COMPLETE THE FOLLOWING:
1. Using the forum post on nullptr, explain why the writer wants an if statement that is given a pointer to compare it with nullptr implicitly.
2. In the forum post on nullptr, what value does the writer's revised code assign to the pointer right after deleting the object?
3. Go on with the forum post about nullptr and pointer checks, starting after its last sentence.

PAGE EXTRACT:
Nullptr and checking if a pointer points to a valid object

In a couple of my older code projects when I had never heard of smart pointers, whenever I needed to check whether the pointer still pointed to a valid object, I would always do something like this...
object * meh = new object;
if(meh)
meh->member;
Or when I needed to delete the object safely, something like this
if(meh)
{
delete meh;
meh = 0;
}
Well, now I have learned about the problems that can arise from using objects and pointers in boolean expressions both with literal numbers, the hard way :. And now I've also learned of the not so new but pretty cool feature of C++, the nullptr keyword. But now I'm curious.
I've already gone through and revised most of my code so that, for example, when deleting objects I now write
if(meh)
{
delete meh;
meh = nullptr;
}
Now I'm wondering about the boolean. When you pass just say an int into an if statement like this,
int meh;
if(meh)
Then it implicitly checks for zero without you needing to write it.
if(meh == 0) // does the exact same check
Now, will C++ do the same for pointers? If pass in a char * like this to an if statement?
char * meh;
if(meh)
Then will it implicitly compare it with nullptr? Because of how long I have been writing these ifs like this, it is second nature at this point to check if the pointers valid before using by typing if (object *) and then calling its members. If this is not the functionality why not? Too difficult to implement? Would solve some problems by removing yet another tiny way you could mess up your code.

RECORD SET:
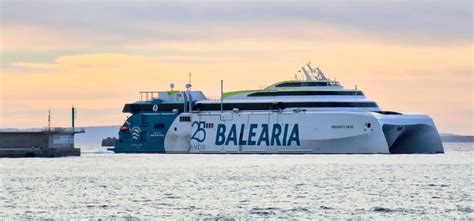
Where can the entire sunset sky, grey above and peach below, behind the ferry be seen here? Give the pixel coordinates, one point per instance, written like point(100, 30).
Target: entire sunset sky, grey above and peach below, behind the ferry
point(409, 56)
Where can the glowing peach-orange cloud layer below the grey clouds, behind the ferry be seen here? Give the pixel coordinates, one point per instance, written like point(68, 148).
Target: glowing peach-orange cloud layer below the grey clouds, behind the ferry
point(433, 80)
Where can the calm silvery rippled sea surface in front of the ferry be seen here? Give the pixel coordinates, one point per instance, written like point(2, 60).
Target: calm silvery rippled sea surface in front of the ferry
point(100, 184)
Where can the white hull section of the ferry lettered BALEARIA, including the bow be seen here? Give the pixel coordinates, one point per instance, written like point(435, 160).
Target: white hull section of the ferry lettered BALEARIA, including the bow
point(312, 132)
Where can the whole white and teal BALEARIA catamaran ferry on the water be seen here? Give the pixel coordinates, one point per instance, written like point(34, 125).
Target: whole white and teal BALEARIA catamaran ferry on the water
point(312, 116)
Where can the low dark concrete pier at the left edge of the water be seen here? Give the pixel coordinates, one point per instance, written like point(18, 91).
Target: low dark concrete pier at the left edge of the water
point(47, 142)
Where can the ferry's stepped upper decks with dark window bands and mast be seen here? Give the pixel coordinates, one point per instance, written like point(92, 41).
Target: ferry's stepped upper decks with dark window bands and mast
point(316, 91)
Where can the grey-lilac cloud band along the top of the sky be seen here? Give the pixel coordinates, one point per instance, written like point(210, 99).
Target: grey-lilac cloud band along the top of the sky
point(396, 21)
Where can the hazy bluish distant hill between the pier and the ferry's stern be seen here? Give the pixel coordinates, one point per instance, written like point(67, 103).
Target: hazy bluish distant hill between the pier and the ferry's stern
point(94, 135)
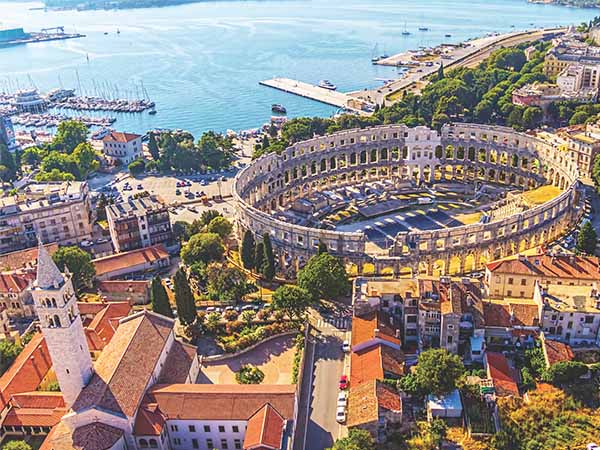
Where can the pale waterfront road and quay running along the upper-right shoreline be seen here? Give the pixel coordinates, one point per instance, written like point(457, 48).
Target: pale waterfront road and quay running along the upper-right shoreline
point(476, 51)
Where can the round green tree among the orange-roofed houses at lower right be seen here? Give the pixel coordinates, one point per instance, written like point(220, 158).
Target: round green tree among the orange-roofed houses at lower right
point(437, 370)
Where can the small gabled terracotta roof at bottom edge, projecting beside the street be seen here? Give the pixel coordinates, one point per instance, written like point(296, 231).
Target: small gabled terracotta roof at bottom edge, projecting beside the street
point(264, 429)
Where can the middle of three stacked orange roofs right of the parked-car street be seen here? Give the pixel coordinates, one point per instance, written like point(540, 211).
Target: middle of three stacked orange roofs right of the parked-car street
point(372, 363)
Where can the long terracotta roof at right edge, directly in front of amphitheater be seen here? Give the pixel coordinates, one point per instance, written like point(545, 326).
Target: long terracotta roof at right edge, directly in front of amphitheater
point(558, 266)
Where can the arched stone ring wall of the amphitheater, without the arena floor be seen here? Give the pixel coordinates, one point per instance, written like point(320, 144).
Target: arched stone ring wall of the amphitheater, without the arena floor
point(463, 152)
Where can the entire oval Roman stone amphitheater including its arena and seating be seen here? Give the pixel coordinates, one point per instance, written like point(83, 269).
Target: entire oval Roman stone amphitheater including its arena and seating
point(383, 198)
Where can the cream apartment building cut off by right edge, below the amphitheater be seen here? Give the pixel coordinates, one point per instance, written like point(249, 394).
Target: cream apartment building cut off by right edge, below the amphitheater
point(569, 314)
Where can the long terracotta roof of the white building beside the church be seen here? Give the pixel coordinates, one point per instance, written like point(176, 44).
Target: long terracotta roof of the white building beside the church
point(222, 401)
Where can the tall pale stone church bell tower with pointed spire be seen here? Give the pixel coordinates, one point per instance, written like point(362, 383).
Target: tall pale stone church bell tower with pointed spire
point(56, 307)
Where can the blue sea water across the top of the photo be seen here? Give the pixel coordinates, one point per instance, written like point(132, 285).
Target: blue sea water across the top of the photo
point(201, 63)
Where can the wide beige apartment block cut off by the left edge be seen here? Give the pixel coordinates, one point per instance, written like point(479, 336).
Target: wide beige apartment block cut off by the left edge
point(55, 212)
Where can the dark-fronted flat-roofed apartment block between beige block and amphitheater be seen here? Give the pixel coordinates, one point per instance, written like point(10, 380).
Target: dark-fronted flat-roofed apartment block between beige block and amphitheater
point(139, 222)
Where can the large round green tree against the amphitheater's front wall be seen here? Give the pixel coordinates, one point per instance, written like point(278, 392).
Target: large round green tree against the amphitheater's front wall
point(324, 276)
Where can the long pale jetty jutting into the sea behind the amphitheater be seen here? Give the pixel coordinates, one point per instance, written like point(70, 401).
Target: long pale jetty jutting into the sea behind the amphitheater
point(320, 94)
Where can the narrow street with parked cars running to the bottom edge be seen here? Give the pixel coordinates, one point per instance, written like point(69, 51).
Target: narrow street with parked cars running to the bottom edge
point(320, 398)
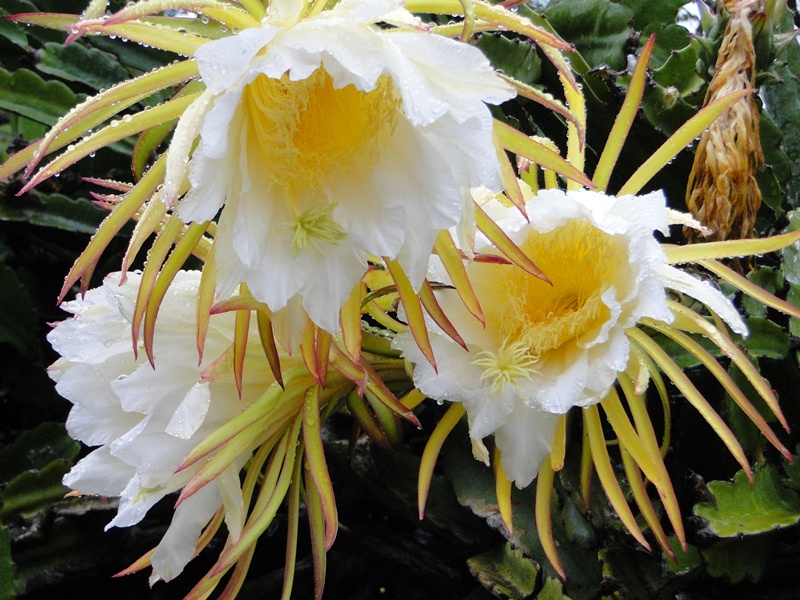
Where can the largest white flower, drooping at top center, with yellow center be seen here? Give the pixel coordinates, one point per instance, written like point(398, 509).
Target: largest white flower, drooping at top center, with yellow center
point(330, 139)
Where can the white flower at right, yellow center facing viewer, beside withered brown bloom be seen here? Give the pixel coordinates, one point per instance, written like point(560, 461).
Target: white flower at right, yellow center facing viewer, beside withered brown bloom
point(547, 348)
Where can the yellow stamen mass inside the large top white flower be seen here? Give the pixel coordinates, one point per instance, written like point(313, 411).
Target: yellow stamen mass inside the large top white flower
point(304, 132)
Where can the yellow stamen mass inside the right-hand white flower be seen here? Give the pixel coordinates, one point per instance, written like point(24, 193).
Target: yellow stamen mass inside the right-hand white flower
point(582, 263)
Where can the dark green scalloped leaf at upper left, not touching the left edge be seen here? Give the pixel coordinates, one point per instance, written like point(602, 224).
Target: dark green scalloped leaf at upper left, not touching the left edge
point(76, 62)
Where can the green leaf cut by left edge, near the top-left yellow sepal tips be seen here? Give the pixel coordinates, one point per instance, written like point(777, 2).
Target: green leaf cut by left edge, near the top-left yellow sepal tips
point(25, 93)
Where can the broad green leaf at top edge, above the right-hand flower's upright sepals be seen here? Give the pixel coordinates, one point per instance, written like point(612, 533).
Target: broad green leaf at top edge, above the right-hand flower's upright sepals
point(599, 29)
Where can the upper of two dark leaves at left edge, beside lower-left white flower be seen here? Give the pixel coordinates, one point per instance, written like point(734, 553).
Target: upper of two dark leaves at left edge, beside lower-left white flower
point(35, 449)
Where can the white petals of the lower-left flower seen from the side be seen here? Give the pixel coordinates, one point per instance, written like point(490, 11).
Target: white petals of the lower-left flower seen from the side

ANSWERS BY ITEM:
1. The writer has used these if checks for so long that testing a pointer this way before calling its members is second nature. If the check worked that way, it would remove yet another small way to mess up code.

2. nullptr

3.
In C, anything that's not 0 is true. So, you certainly can use:
if (ptrToObject)
ptrToObject->doSomething();
to safely dereference pointers.
C++11 changes the game a bit, nullptr_t is a type of which nullptr is an instance; the representation of nullptr_t is implementation specific. So a compiler may define nullptr_t however it wants. It need only make sure it can enforce proper restriction on the casting of a nullptr_t to different types--of which boolean is allowed--and make sure it can distinguish between a nullptr_t and 0.
So nullptr will be properly and implicitly cast to the boolean false so long as the compiler follows the C++11 language specification. And the above snippet still works.
If you delete a referenced object, nothing changes.
delete ptrToObject;
assert(ptrToObject);
ptrToObject = nullptr;
assert(!ptrToObject);
Because of how long I have been writing these ifs like this, it is second nature at this point to check if the pointers valid before using by typing if (object *) and then calling it's members.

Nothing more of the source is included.